During the British Mandate for Palestine (1922–1948), Arabs and Jews repeatedly used the law to gain leverage and influence international opinion, especially in three dramatic and largely forgotten trials involving two issues: the interplay between conflicting British promises to the Arabs and Jews during World War I, and the parties’ rights and claims to the Wailing Wall.

Focusing on how all three parties – Arab, Jewish, and British – used the law and the legal process to advance their objectives during the Mandate years, this volume reveals how the parties availed themselves – with varying degrees of success – of the law and the legal process. The book examines various legal arguments they proffered, and how that early tendency to resort to the law as a tool, a resource, and a weapon in the conflict has continued to this day. The research relies almost entirely on primary source documents, including transcripts of the public and secret testimony before the Shaw, Lofgren, and Peel Commissions, diaries, letters, government files, and other original sources.

This study explores the origins of many of the fundamental legal arguments in the Arab–Israeli conflict that prevail to this day. Filling a gap in research, this is a key text for scholars and students interested in the Arab–Israeli conflict, Lawfare, and the Middle East. 

 

About the Author

Steven E. Zipperstein, a former U.S. federal prosecutor, is a Senior Fellow at the Center for Middle East Development at UCLA. He also teaches in UCLA’s Global Studies program and School of Public Affairs.

Zipperstein practiced law for nearly 37 years in California, Washington D.C. and New York/New Jersey. During his legal career Zipperstein worked as a law firm litigator, a federal prosecutor and Justice Department official, and as the Chief Legal Officer for two large companies, BlackBerry Ltd. and Verizon Wireless.

## Collected material
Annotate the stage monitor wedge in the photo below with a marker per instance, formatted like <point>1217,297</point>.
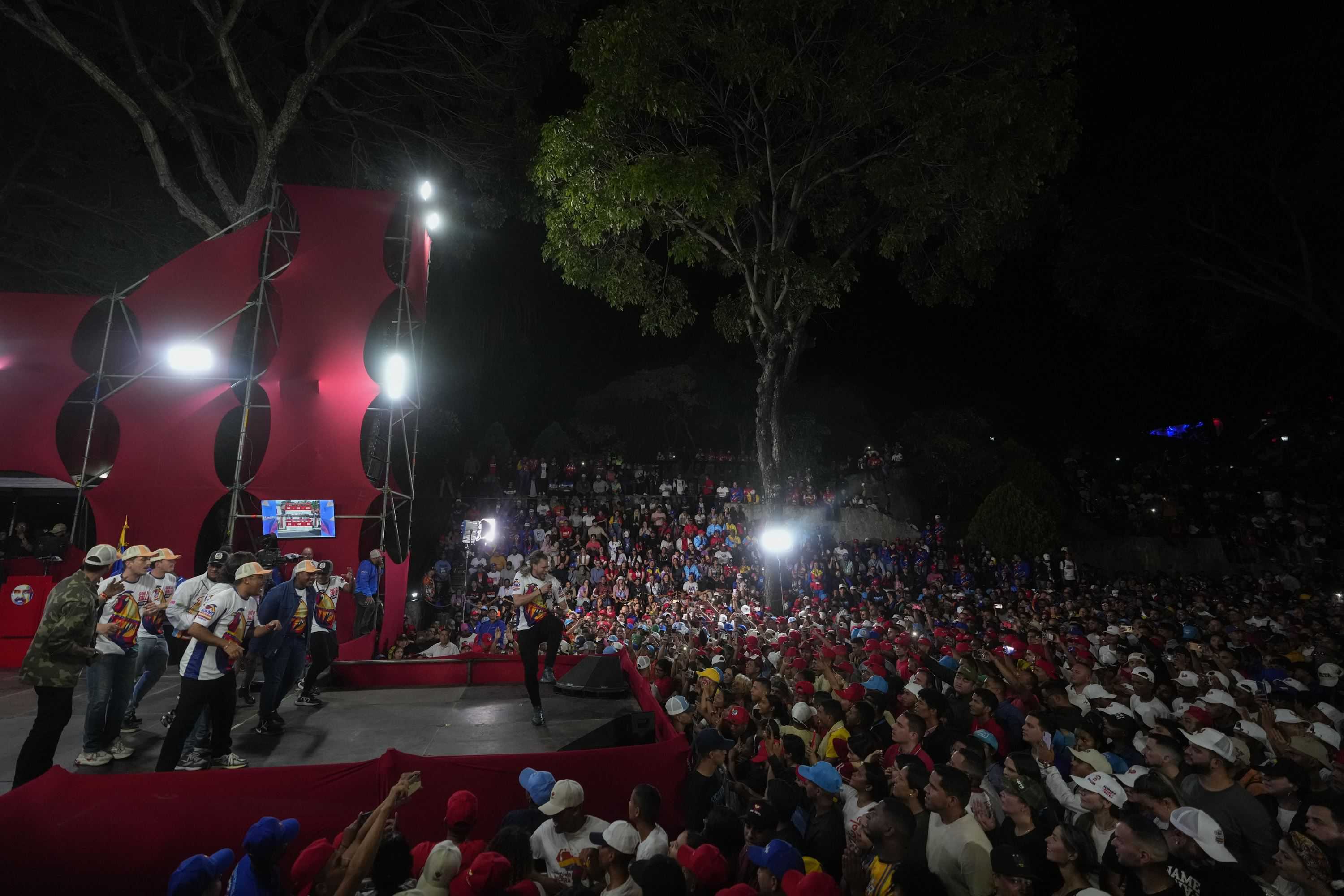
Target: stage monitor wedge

## Stated task
Reproduce word for word the part of the book description about the British Mandate above, starting with "Steven E. Zipperstein, a" and going on through "and Verizon Wireless.".

## Exercise output
Steven E. Zipperstein, a former U.S. federal prosecutor, is a Senior Fellow at the Center for Middle East Development at UCLA. He also teaches in UCLA’s Global Studies program and School of Public Affairs.

Zipperstein practiced law for nearly 37 years in California, Washington D.C. and New York/New Jersey. During his legal career Zipperstein worked as a law firm litigator, a federal prosecutor and Justice Department official, and as the Chief Legal Officer for two large companies, BlackBerry Ltd. and Verizon Wireless.